Material for this task:
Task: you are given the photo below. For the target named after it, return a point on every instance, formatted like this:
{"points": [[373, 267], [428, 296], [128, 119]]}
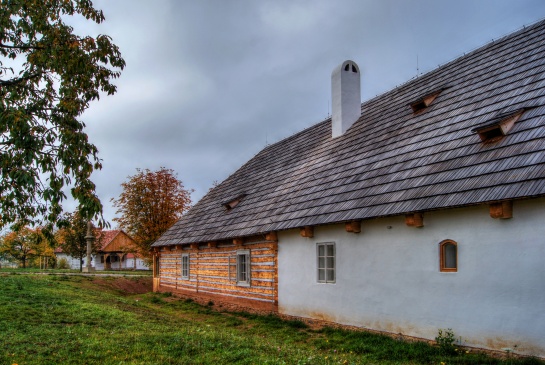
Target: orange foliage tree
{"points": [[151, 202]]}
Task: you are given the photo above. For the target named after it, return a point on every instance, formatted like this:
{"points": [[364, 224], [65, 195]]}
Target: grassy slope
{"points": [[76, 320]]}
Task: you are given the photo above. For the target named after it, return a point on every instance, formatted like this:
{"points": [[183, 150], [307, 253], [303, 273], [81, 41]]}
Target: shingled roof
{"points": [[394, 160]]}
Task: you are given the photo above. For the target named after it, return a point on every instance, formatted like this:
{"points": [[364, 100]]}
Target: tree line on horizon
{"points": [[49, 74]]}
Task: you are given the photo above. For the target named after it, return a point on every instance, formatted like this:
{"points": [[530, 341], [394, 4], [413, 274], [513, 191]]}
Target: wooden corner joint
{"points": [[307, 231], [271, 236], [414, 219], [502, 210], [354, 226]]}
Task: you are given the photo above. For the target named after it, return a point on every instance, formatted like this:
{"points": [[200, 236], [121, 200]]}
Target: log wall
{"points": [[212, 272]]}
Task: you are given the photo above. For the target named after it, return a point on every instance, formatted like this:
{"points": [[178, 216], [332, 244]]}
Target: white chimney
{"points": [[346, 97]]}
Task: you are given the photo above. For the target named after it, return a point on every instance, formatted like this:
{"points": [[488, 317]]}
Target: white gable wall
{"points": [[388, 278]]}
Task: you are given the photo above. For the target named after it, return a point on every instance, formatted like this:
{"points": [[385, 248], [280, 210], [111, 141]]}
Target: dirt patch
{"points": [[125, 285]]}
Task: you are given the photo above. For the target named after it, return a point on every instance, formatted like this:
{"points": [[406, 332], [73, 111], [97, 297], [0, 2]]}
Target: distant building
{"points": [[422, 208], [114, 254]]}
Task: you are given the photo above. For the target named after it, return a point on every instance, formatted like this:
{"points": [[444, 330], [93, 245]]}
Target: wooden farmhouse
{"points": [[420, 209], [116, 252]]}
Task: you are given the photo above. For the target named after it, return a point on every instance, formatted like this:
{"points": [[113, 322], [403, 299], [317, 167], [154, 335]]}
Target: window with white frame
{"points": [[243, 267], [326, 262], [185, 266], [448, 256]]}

To be done:
Images must not appear in the copy; reproduce everything else in the records verbatim.

The answer:
Task: you are given the photo below. For the target named after it, return a point on every instance, formatted like this:
{"points": [[373, 267], [428, 296], [128, 119]]}
Target: orange foliage tree
{"points": [[151, 202]]}
Task: you are given the photo above. For the target named after it, return a point on every instance, formatted like this:
{"points": [[364, 224], [65, 195]]}
Target: grassy slope
{"points": [[76, 320]]}
Task: you are given the photo above. For the target named after it, return a point on every instance, formatted like this:
{"points": [[183, 150], [307, 253], [303, 273], [81, 41]]}
Target: shingled roof
{"points": [[394, 160]]}
Task: you are given the photo above. For the target named after it, return a point on every instance, formatted like this:
{"points": [[364, 100]]}
Target: tree line on horizon
{"points": [[49, 74]]}
Task: you are given the photo above. For the target named after it, return a point on every instance, formatted like this:
{"points": [[530, 341], [394, 4], [413, 274], [513, 191]]}
Target: wooden corner joint
{"points": [[307, 231], [271, 236], [414, 219], [502, 210], [354, 226]]}
Task: you are given the photo above. For the target named after it, return a point on every instance, formatted like this:
{"points": [[200, 236], [121, 200]]}
Target: log wall
{"points": [[212, 272]]}
Task: you are given the photo above. For the target named after it, return a point on every instance, formatted like this:
{"points": [[178, 216], [332, 244]]}
Target: white chimney
{"points": [[346, 97]]}
Task: you are given the photo above. For the target named after it, return a point on every instance, formatted like this:
{"points": [[488, 317]]}
Target: white gable wall
{"points": [[388, 278]]}
Task: you are given the photo above. For the target named after it, return a point on every instance, formatted like this:
{"points": [[385, 248], [280, 210], [111, 141]]}
Target: dirt patch
{"points": [[125, 285]]}
Task: you are given the photo above. For the target named after it, return a point on every instance, formatted like this:
{"points": [[406, 332], [73, 111], [97, 297], [0, 2]]}
Target: distant building
{"points": [[422, 208], [114, 254]]}
Task: you are given the photo above. For the target named after it, return a point on every instance, formatted like this:
{"points": [[444, 330], [93, 245]]}
Target: wooden farmhouse
{"points": [[420, 209], [116, 252]]}
Task: you are given the photo above. For the target named after it, return a point on every instance, formatted like this:
{"points": [[113, 322], [403, 299], [317, 167], [154, 335]]}
Target: window with white frame
{"points": [[243, 267], [326, 262], [185, 266], [448, 256]]}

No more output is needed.